Выбранный отрывок:
***

То, что государство готов прибрать все средства массовой информации в свои руки, это, безусловно, тенденция, мне кажется, вообще всякого государства, но нашего в особенности. И, конечно, ему это удается больше, чем государствам в развитых демократиях Европы, тем не менее, дойти до уровня запретительства советской эпохи оно не сможет, по-моему, никогда. По-моему, это уже процесс необратимый. Поэтому если не говорить о телеэфире, а, скажем, о радиоэфире говорить и о газетах, многих, по крайней мере, то там степень свободы еще очень высока. И еще высока, и я надеюсь, что это «еще» и это «пока» можно будет в дальнейшем снять. Потому что, как заметил еще Иосиф Александрович Бродский, наше развитие всегда напоминает маятник, качнувшийся влево, потом качается вправо, а качнувшись право, вероятно, опять начнет качаться влево. И хотелось бы, чтобы влево он качался дольше.



Владимир Бабурин: Юлий Черсанович, я попрошу вас спеть «Адвокатский вальсок». Пусть слушатели и коллеги нас рассудят.

***

Задание: Продолжите отрывок о свободе прессы после его последней реплики. Пункты после отрывка здесь никак не используются.

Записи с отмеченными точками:
***

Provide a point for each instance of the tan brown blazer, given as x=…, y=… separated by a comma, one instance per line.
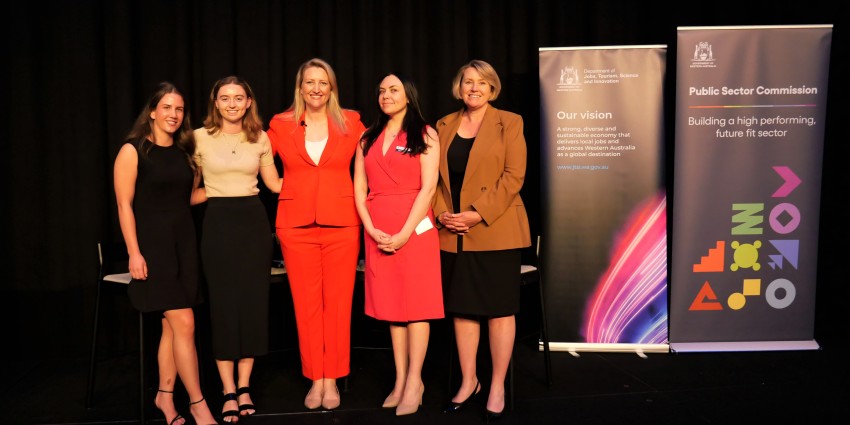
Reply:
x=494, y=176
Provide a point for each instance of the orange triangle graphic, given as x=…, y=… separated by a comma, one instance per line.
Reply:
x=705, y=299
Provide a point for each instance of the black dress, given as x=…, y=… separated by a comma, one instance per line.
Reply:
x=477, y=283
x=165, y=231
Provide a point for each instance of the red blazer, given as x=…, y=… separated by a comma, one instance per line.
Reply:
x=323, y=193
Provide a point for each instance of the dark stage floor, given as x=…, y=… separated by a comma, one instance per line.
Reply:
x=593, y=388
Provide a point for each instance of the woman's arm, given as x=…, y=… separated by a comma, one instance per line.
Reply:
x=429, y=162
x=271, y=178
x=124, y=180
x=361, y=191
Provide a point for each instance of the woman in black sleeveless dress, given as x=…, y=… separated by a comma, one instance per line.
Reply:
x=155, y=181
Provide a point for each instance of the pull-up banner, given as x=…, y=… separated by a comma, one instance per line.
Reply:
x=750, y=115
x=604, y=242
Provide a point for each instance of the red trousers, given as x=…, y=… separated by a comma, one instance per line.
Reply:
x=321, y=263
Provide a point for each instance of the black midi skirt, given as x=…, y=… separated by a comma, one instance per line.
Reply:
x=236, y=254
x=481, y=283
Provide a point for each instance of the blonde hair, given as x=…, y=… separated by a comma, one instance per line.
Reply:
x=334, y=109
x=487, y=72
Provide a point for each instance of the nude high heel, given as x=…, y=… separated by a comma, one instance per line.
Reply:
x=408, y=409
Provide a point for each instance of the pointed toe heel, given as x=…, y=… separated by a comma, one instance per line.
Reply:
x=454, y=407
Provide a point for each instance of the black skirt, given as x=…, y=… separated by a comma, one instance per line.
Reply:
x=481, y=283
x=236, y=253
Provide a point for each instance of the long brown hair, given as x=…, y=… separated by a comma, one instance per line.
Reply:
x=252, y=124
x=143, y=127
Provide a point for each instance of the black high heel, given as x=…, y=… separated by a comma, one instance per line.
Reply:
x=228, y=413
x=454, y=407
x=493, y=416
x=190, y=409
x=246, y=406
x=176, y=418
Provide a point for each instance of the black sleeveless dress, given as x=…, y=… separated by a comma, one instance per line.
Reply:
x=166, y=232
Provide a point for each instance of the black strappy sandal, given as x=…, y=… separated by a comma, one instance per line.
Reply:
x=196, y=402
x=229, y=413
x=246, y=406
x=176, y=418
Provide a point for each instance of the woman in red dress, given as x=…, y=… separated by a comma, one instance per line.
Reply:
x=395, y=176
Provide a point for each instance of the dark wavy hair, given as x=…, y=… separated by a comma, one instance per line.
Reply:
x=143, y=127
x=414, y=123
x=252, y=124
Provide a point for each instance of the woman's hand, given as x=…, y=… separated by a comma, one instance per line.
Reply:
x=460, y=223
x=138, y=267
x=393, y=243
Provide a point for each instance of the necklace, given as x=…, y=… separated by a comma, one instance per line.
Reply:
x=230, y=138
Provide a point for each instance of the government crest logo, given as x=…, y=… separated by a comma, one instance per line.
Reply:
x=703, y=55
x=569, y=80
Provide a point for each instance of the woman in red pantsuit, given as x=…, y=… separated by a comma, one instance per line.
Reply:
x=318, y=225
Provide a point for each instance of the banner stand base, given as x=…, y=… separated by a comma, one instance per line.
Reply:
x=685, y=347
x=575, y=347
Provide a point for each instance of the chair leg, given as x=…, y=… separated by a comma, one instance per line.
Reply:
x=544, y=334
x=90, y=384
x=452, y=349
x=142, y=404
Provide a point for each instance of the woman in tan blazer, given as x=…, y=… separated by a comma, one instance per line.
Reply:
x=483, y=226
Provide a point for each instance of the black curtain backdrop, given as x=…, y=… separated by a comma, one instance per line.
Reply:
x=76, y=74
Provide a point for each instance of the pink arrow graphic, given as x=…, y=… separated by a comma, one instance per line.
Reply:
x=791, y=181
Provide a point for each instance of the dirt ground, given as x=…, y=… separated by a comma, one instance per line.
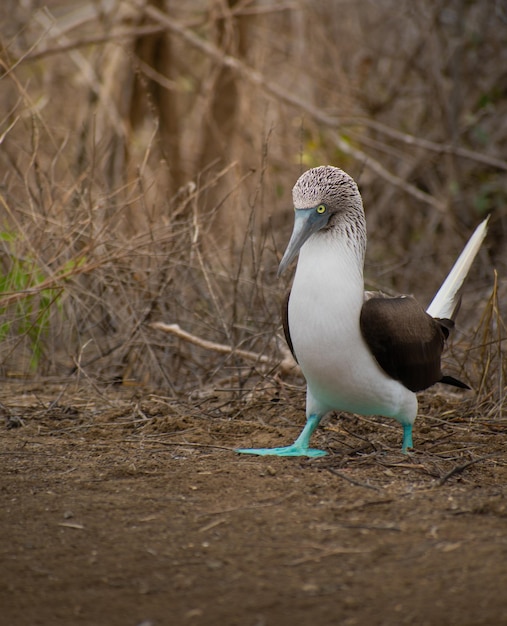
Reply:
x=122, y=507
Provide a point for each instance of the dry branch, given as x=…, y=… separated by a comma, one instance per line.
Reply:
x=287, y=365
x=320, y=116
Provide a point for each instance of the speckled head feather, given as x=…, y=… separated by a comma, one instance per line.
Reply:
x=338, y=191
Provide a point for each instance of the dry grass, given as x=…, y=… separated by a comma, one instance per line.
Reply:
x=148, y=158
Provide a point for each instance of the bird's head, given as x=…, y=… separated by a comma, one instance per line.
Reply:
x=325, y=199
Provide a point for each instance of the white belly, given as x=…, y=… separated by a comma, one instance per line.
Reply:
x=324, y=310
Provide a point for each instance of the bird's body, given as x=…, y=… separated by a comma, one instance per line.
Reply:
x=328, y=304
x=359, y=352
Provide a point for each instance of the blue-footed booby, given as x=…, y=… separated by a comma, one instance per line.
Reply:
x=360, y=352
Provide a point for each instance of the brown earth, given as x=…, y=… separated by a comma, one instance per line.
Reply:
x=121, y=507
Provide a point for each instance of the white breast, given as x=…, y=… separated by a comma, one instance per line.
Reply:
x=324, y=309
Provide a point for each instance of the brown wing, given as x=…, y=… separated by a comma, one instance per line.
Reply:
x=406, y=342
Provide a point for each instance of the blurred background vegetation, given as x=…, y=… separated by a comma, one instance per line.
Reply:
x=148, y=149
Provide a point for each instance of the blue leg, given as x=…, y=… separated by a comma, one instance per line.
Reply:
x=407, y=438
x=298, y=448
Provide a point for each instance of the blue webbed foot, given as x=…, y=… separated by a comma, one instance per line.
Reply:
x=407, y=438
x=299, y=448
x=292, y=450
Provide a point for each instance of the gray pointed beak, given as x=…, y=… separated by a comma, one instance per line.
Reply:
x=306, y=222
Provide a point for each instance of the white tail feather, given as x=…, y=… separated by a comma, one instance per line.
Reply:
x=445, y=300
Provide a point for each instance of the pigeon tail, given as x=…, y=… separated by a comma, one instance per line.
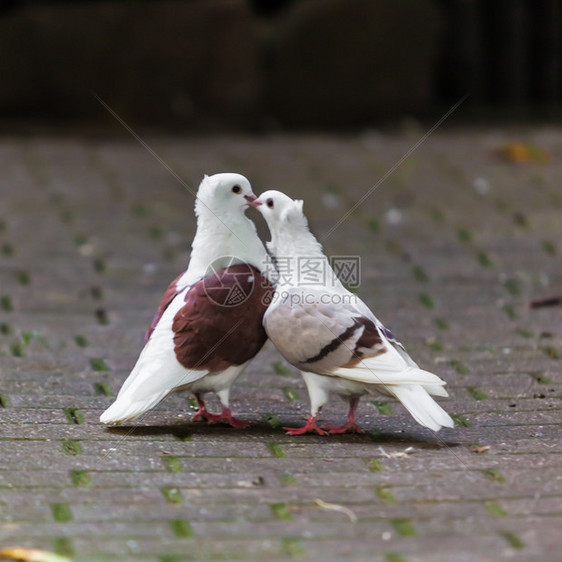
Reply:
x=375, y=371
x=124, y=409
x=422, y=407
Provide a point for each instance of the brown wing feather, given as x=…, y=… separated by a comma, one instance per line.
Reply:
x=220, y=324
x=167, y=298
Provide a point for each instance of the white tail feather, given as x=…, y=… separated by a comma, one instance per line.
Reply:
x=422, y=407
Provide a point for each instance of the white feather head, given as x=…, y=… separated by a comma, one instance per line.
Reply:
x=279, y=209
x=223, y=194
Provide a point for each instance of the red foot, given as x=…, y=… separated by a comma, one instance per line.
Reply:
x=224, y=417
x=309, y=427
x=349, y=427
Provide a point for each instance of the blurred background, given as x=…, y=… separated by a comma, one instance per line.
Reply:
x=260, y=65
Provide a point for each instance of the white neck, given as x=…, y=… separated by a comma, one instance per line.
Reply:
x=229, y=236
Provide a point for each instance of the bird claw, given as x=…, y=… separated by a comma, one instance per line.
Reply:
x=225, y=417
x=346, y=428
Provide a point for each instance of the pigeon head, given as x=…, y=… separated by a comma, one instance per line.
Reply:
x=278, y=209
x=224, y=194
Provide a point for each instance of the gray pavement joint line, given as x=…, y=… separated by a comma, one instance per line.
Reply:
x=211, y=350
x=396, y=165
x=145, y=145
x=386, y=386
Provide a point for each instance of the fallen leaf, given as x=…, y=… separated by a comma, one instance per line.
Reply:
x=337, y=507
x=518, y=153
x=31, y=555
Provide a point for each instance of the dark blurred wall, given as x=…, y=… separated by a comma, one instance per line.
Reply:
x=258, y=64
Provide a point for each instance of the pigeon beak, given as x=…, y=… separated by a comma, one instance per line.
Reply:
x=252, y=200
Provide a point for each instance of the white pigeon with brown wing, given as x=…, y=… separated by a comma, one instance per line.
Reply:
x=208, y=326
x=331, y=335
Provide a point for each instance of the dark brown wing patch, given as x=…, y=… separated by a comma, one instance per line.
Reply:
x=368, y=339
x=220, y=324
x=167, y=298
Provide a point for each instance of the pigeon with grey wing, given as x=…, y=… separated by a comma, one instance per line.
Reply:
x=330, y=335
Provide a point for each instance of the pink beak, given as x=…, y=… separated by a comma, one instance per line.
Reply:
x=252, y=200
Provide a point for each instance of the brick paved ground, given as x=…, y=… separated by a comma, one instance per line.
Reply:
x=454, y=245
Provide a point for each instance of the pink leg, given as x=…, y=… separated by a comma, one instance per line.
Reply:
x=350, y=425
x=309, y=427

***

Ответ:
Юлий Ким

Юрий Ким поет:


Конечно, усилия тщетны,


И им не вдолбить ничего:


Предметы для них беспредметны,


А белое просто черно.



Судье заодно с прокурором


Плевать на детальный разбор -


Им лишь бы прикрыть разговором


Готовый уже приговор.



Скорей всего, надобно просто


Просить представительный суд


Дать меньше по сто девяностой,


Чем то, что, конечно, дадут.



Откуда ж берется охота,


Азарт, неподдельная страсть


Машинам доказывать что-то,


Властям корректировать власть?



Серьезные взрослые судьи,


Седины, морщины, семья...


Какие же это орудья?


То люди, как люди, как я!



Ведь правда моя очевидна,


Ведь белые нитки видать!


Ведь людям должно же быть стыдно


За правду в Сибирь высылать!



Ой, правое русское слово -


Луч света в кромешной ночи!


И все будет вечно хреново,


И все же ты вечно звучи!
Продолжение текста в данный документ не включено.